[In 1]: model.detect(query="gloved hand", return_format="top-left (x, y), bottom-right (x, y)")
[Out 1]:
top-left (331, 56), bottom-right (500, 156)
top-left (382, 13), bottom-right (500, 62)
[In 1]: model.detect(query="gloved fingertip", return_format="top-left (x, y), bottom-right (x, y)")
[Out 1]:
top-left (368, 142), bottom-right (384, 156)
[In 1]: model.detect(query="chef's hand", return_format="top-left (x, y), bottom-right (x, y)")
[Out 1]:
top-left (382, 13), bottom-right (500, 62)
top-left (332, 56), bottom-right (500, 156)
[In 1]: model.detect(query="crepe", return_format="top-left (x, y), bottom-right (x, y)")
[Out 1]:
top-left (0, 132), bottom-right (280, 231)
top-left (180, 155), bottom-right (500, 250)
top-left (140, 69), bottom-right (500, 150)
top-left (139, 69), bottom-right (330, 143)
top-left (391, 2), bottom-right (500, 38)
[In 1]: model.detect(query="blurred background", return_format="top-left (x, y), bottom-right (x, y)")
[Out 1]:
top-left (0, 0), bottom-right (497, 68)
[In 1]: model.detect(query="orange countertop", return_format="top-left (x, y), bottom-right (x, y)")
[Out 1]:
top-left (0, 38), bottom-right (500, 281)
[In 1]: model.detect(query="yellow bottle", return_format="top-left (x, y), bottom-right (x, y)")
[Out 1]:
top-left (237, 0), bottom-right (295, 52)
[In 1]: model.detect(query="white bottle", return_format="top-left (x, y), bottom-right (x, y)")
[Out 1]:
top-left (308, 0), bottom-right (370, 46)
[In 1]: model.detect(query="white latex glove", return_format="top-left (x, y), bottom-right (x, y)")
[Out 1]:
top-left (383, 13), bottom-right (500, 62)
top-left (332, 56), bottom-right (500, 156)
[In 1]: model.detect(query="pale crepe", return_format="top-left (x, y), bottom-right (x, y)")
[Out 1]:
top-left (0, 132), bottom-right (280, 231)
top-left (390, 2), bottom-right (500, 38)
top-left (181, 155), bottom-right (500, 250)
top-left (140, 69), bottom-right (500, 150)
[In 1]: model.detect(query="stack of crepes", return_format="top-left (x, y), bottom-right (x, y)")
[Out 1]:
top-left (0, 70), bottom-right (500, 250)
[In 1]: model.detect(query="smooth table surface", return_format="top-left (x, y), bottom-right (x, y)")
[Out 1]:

◇ ◇ ◇

Direction: Count the lines of the records above that contain the word "bottle", treating uppercase and lowercase as different. Give only the number.

Response: 2